- _Input records_:
>>>

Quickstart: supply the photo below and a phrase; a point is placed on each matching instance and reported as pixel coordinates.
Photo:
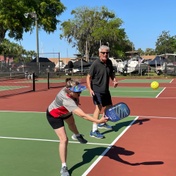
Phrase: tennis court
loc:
(142, 143)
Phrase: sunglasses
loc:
(104, 53)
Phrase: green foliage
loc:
(166, 43)
(13, 22)
(94, 26)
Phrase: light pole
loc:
(34, 15)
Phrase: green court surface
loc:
(11, 87)
(144, 80)
(29, 146)
(142, 92)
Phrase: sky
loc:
(143, 22)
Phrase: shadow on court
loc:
(114, 153)
(120, 125)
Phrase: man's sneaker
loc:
(64, 171)
(79, 138)
(105, 126)
(96, 134)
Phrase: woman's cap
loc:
(77, 88)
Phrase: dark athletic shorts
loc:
(103, 99)
(57, 122)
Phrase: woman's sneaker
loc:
(64, 171)
(79, 138)
(104, 126)
(96, 134)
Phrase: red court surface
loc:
(145, 149)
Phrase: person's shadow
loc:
(114, 153)
(122, 124)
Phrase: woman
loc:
(61, 110)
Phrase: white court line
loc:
(109, 147)
(160, 93)
(156, 117)
(48, 140)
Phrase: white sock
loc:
(94, 127)
(64, 165)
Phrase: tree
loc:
(13, 22)
(91, 27)
(165, 43)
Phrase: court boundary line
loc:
(109, 147)
(49, 140)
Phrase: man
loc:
(98, 79)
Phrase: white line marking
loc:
(109, 147)
(47, 140)
(160, 93)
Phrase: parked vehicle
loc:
(134, 65)
(164, 64)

<<<

- _Direction_: Write out every one of the rows above word for word, leaving out the pictures.

- _Task response_:
Quickstart: supply the photo below and a phrase; a point is placed on each matching instance and reported as pixel coordinates.
Photo:
Phrase: tennis court
loc:
(142, 143)
Phrase: sunglasses
loc:
(104, 53)
Phrase: green foliage
loc:
(166, 43)
(13, 22)
(94, 26)
Phrase: light pole
loc:
(34, 15)
Phrase: green court surface
loc:
(11, 87)
(144, 80)
(29, 146)
(142, 92)
Phrase: sky
loc:
(143, 22)
Phrase: shadow on court
loc:
(114, 153)
(120, 125)
Phrase: man's sneaker
loc:
(64, 171)
(79, 138)
(105, 126)
(96, 134)
Phrase: woman's cap
loc:
(77, 88)
Phrase: dark athletic shorts
loc:
(103, 99)
(57, 122)
Phrase: woman's sneaker
loc:
(64, 171)
(79, 138)
(104, 126)
(96, 134)
Phrase: red court surface
loc:
(145, 149)
Phrase: person's shadow
loc:
(114, 153)
(122, 124)
Phrase: woman
loc:
(61, 110)
Phrase: white court line
loc:
(109, 147)
(160, 93)
(156, 117)
(48, 140)
Phrase: white sock
loc:
(94, 127)
(64, 165)
Phrase: tree
loc:
(13, 22)
(91, 27)
(165, 43)
Phrase: court boundary line
loc:
(109, 147)
(49, 140)
Phrase: man
loc:
(98, 79)
Phrase: white line marking
loc:
(109, 147)
(47, 140)
(160, 93)
Phrase: parked vehicle
loc:
(134, 65)
(164, 64)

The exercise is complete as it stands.